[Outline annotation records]
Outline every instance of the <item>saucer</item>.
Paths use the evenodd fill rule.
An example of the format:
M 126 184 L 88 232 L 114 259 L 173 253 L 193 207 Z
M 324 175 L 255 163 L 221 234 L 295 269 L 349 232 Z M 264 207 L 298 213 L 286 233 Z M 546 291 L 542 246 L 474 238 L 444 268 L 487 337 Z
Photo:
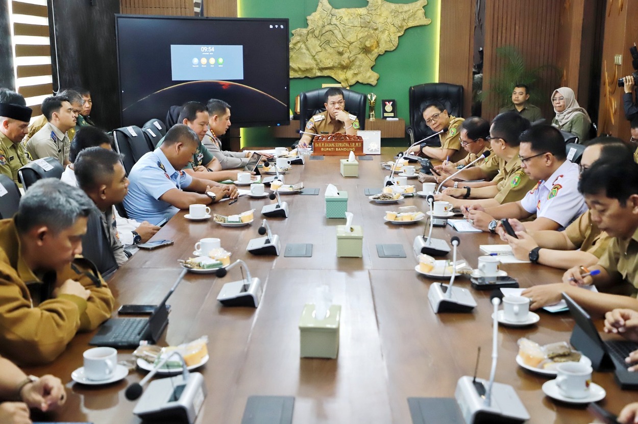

• **SHORT EXERCISE**: Update the data above by swapping "saucer" for "plate" throughout and changing nothing else. Leave the pictures out of your answer.

• **ANSWER TO THE EXERCISE**:
Outline every instance of the <item>plate</item>.
Paths use the evenodd fill rule.
An example of the format:
M 126 184 L 88 232 L 114 259 L 173 253 L 193 207 Z
M 324 175 L 255 163 L 221 234 L 295 269 L 349 232 Z M 264 207 L 298 213 L 286 233 Z M 546 291 L 542 246 L 474 238 L 444 268 L 487 337 Z
Photo:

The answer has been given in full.